*** Extracted information Section Begins ***
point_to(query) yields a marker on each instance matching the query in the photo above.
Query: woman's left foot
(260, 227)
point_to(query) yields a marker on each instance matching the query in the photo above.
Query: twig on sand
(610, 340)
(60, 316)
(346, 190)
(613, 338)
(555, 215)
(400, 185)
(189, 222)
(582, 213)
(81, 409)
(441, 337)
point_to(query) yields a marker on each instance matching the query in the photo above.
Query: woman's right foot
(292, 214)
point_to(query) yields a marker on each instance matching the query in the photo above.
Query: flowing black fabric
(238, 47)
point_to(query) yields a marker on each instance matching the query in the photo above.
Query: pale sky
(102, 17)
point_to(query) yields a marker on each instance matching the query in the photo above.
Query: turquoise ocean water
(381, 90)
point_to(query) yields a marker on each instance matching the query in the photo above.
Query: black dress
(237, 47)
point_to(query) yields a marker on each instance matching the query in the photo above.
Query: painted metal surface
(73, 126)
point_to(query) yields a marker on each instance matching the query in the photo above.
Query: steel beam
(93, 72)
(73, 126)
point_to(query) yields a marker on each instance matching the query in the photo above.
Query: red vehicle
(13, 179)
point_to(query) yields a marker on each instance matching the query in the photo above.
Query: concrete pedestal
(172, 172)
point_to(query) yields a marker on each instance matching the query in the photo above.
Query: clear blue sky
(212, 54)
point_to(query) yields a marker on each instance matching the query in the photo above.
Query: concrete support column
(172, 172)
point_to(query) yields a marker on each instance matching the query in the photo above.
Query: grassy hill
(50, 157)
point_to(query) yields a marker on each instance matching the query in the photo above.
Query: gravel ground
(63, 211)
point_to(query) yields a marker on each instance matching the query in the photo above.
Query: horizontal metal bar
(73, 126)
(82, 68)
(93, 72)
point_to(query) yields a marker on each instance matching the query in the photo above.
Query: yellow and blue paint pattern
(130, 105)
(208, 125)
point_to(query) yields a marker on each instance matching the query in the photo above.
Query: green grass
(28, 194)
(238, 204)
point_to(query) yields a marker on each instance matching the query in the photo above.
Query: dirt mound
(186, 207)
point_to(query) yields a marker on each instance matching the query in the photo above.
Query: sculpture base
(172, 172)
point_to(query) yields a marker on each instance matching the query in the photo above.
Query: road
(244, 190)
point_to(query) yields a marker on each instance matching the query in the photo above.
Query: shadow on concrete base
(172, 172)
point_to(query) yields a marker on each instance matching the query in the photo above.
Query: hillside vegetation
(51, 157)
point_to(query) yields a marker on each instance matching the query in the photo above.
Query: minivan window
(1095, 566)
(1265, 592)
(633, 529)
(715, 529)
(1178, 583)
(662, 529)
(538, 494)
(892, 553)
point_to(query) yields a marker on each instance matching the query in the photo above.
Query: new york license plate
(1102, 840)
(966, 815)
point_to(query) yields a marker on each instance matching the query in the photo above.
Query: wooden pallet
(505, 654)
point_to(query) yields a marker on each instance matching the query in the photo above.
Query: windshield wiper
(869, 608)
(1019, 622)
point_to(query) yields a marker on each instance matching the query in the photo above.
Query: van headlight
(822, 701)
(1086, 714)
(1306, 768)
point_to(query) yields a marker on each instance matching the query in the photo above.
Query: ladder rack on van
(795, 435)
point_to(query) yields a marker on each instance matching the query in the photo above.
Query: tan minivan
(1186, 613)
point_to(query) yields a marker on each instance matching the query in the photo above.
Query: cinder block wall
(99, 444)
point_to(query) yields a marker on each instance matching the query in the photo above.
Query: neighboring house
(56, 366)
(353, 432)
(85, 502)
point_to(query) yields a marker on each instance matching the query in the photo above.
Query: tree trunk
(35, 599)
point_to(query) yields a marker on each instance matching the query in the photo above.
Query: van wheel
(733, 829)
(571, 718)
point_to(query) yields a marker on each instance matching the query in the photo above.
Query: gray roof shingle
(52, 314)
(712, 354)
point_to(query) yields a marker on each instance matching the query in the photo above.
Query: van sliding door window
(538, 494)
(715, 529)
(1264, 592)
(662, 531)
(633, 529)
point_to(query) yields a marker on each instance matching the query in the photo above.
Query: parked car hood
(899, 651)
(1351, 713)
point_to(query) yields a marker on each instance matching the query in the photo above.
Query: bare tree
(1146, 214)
*** Extracted information Section Ends ***
**Problem to work on:** Go through the data above and copy all of it exactly.

**Solution for this problem:**
point_to(query) yields a marker on each instance matching the query in the photo above.
Query: woman's left foot
(260, 227)
point_to(query) yields a marker on each instance matching the query in the photo above.
Query: twig on sand
(610, 340)
(60, 316)
(346, 190)
(613, 338)
(555, 215)
(400, 185)
(189, 222)
(582, 213)
(81, 409)
(441, 337)
point_to(query) yields a marker on each instance matching the query in the photo above.
Query: woman's right foot
(292, 214)
point_to(query) yields a marker on each instance matching the query in the photo above.
Query: flowing black fabric
(238, 47)
point_to(query) yields a marker on each instance matching the query in the photo above.
Query: pale sky
(102, 17)
point_to(query) yields a marker on each instance matching the query in the photo above.
Query: turquoise ocean water
(381, 90)
point_to(query) yields a marker on each instance matching the query in the photo above.
Query: black dress
(237, 47)
point_to(query) yields a marker on each instance matching the query in the photo above.
Query: painted metal surface
(73, 126)
point_to(query) yields a marker on each instance matching the query in the photo above.
Query: steel beam
(93, 72)
(73, 126)
point_to(query) yields a marker on each instance matching the query in the photo above.
Query: red vehicle
(13, 179)
point_to(query) yields a marker on each instance matching the query in the photo above.
Query: concrete pedestal
(172, 172)
point_to(query) yields a marker on each instance matching the query in the photo above.
Query: clear blue sky
(212, 54)
point_to(query) yields a marker on each instance matching the query in the photo above.
Query: concrete support column
(172, 172)
point_to(query) yields a marker on each instance matching the query in the photo above.
Query: grassy hill
(50, 157)
point_to(query) yields a marker on each instance matching the query in the photo above.
Query: gravel ground
(63, 211)
point_to(query) yields a marker on each instance matching the query in the photo above.
Query: horizontal metal bar
(73, 126)
(82, 68)
(93, 72)
point_to(query) yields a marker on each instance matching the query in the photo above.
Query: yellow and blue paint pattern
(130, 105)
(208, 125)
point_to(query) yields a marker on each instance matching the query in the photo above.
Query: green grass
(28, 194)
(238, 204)
point_to(query) yields a marker on each instance matching the query in the photo above.
Query: dirt mound
(186, 207)
point_to(query) yields a marker on each instance matching the query in the photo above.
Query: sculpture base
(172, 172)
point_to(query) yields a marker on each instance matching the query in the photo above.
Query: road
(244, 190)
point_to(query) yields a marker on each instance matching the query in the photo above.
Query: shadow on concrete base
(172, 172)
point_to(query) yields a marker on each instance matching the query in the photo above.
Query: hillside vegetation
(51, 157)
point_to(query) yields a marker on each instance matching the query in the photo above.
Query: minivan window
(1095, 566)
(1265, 592)
(633, 529)
(715, 529)
(1178, 583)
(662, 529)
(538, 494)
(892, 553)
point_to(query) yields a marker on each instance matching the query in the photo above.
Query: new york license plate
(1102, 840)
(966, 815)
point_to(query) yields a marker on each instance matching the query in the photo above.
Query: wooden pallet
(505, 654)
point_to(query) yields a marker on each instance matching the query in the photo above.
Query: windshield wiper
(869, 608)
(1019, 622)
point_to(query) yields a marker on each instance matching the query in the photo above.
Query: van headlight
(822, 701)
(1086, 714)
(1306, 768)
point_to(query) yields a marker on each instance matching the query in the photo above.
Query: ladder rack on van
(795, 435)
point_to(query) yields a marker on each instance matching the query in the photo above.
Query: tan minivan
(1186, 613)
point_to(query) yields a marker on each instance matching the query in the photo above.
Query: cinder block wall
(99, 444)
point_to(query) yields a marker on each instance matching the query in the photo above.
Query: neighboring house
(56, 366)
(353, 432)
(85, 502)
point_to(query) yields a marker on each instance matching the query in the photo above.
Query: tree trunk
(35, 599)
point_to(query) yields a marker on each instance matching the query in the photo above.
Query: van wheel
(733, 829)
(571, 718)
point_to(query) yields a marker on each instance matching the query in the photo above.
Query: gray roof shingle
(52, 314)
(712, 354)
point_to(query) yields a marker on each instance matching the query in the photo above.
Query: van sliding door window
(538, 494)
(715, 529)
(1264, 592)
(662, 531)
(633, 529)
point_to(query) yields a marker on each instance matching the query in the photo above.
Query: parked car hood
(899, 651)
(1351, 713)
point_to(query) yields a marker on each instance matching the query in the photo above.
Query: bare tree
(1146, 214)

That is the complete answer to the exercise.